* _Excerpt_:
1) I started with the pro version, as I was not proficient with soldering, the backplane was a great start. It allowed me to practice without having to be worried I would damage something.  I went slow and easy, I soldered the two outmost pins first, and then made sure all the connectors were perpendicular to the plane, and then I soldered all the other pins. I should be honest it was time consuming, but it quickly increased my soldering proficiency, and it was far easier than to for example get all the toggle switches on the PiDP11 soldered and straight.
2) I would go for the pro board. There are several modules out there that use the Enhanced bus, and a 5/8 combo would not allow you to use those. I actually later built a RC2014 Zed, but quickly upgraded that with a pro board (so now I have a RC2014 pro, and a RC2014 pro.... the mail service and UK and US are living good on me ;).
3) Not done any of  temperature and humidity sensor, but I have built modules for both a SAA1099 and a TMS 5220 (btw these are sometimes a hit and miss when you order from China), but it sounds like a project that would be fun to try. Adafruit have sensors that they claim behaves under I2C, and Small Computer Central has a RCBUS compatible I2C bus master module so I think it could be possible.

* _Rows contained in a dataset_:
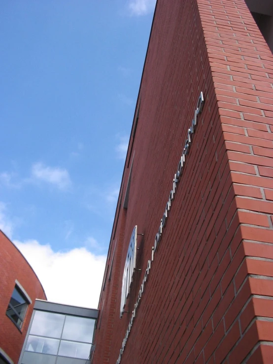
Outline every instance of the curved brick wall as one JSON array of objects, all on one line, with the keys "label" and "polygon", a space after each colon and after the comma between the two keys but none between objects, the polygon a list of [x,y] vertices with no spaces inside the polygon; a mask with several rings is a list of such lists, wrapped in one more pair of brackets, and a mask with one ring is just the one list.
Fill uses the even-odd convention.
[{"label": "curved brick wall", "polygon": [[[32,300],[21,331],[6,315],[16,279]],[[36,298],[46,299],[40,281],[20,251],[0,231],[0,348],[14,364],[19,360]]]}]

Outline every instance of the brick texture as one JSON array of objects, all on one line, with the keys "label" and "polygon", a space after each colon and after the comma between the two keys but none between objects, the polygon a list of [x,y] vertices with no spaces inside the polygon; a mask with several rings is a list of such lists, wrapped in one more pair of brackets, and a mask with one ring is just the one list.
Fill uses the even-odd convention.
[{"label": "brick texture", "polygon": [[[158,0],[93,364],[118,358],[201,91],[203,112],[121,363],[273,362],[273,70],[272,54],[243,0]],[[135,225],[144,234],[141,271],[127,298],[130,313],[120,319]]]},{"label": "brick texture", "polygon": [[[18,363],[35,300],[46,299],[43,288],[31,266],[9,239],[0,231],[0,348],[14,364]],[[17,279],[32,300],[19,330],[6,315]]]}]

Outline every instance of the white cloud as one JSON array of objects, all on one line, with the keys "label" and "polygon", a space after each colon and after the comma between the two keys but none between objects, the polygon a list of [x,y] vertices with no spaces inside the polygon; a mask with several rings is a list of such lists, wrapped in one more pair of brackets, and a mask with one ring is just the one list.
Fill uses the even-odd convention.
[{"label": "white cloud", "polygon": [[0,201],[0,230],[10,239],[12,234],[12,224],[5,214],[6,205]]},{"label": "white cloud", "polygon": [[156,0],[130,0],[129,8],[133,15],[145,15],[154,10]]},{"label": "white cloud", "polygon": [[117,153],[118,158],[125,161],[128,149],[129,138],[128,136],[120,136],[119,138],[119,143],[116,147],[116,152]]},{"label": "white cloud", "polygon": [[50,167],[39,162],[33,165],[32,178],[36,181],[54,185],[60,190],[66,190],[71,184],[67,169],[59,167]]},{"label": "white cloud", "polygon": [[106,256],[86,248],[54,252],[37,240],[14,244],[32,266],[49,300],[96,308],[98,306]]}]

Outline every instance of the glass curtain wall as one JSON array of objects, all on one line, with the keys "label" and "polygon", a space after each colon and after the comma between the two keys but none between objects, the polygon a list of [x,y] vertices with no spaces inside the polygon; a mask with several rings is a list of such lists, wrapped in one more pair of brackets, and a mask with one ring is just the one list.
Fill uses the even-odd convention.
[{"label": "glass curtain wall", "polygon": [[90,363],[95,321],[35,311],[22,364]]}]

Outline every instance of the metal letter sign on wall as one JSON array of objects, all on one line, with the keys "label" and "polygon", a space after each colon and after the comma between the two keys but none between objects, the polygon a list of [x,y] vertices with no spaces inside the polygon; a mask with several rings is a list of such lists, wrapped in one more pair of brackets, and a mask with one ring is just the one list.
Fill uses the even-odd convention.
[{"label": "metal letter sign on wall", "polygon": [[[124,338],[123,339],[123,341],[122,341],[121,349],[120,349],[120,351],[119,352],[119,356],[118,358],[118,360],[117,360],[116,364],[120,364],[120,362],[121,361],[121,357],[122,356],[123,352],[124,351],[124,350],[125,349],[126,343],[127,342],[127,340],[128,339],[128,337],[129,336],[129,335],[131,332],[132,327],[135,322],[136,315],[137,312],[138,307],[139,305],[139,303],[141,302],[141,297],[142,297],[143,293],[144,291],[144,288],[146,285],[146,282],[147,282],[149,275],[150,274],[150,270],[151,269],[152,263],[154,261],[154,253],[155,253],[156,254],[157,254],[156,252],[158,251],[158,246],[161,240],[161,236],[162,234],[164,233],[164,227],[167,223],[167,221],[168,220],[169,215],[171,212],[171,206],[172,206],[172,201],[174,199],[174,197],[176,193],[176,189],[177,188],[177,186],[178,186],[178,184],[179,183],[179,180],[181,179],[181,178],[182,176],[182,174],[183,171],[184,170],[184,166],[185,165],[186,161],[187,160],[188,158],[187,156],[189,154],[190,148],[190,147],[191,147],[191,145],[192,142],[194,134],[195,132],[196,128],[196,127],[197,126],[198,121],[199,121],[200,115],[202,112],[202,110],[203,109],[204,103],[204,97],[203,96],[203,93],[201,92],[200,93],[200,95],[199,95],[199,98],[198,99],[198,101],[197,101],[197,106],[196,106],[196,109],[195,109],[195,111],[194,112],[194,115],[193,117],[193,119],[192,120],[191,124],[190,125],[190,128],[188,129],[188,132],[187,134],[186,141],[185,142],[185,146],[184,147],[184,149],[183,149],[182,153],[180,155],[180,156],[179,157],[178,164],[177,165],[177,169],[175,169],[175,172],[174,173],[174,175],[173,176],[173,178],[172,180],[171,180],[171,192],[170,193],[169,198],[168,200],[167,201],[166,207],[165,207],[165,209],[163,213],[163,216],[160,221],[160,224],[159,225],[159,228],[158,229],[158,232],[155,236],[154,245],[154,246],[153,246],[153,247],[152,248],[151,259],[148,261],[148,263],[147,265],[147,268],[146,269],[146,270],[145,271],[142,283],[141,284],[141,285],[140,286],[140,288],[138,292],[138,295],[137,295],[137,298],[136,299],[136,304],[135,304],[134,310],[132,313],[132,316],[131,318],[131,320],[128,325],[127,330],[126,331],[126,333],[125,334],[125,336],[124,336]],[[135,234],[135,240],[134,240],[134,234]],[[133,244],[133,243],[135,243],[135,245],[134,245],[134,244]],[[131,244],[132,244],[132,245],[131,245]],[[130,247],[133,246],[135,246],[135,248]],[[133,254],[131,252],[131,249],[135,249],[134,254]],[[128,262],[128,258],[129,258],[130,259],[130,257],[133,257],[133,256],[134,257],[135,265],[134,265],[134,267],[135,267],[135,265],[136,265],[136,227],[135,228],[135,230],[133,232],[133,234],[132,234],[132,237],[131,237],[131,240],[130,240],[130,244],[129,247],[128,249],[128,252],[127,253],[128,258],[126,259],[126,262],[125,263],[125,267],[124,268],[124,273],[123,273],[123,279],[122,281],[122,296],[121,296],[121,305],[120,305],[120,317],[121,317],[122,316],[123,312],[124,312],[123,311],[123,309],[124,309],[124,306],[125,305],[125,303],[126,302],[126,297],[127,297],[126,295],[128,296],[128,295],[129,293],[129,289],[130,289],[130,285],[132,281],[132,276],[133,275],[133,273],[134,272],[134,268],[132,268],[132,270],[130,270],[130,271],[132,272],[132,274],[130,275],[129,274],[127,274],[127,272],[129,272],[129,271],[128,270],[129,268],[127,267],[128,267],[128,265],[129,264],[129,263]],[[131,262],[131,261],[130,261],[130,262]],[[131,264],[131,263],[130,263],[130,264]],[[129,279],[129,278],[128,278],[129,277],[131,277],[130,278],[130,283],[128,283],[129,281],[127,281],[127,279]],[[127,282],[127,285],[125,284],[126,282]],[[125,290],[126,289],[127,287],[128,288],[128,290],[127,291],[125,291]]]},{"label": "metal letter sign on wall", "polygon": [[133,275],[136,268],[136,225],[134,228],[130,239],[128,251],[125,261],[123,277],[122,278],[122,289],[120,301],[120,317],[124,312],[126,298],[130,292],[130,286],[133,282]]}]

* _The request_: In the excerpt about building RC2014 kits, which pins on the backplane were soldered first? You don't need the rows to answer.

* _The solution_: The two outmost pins.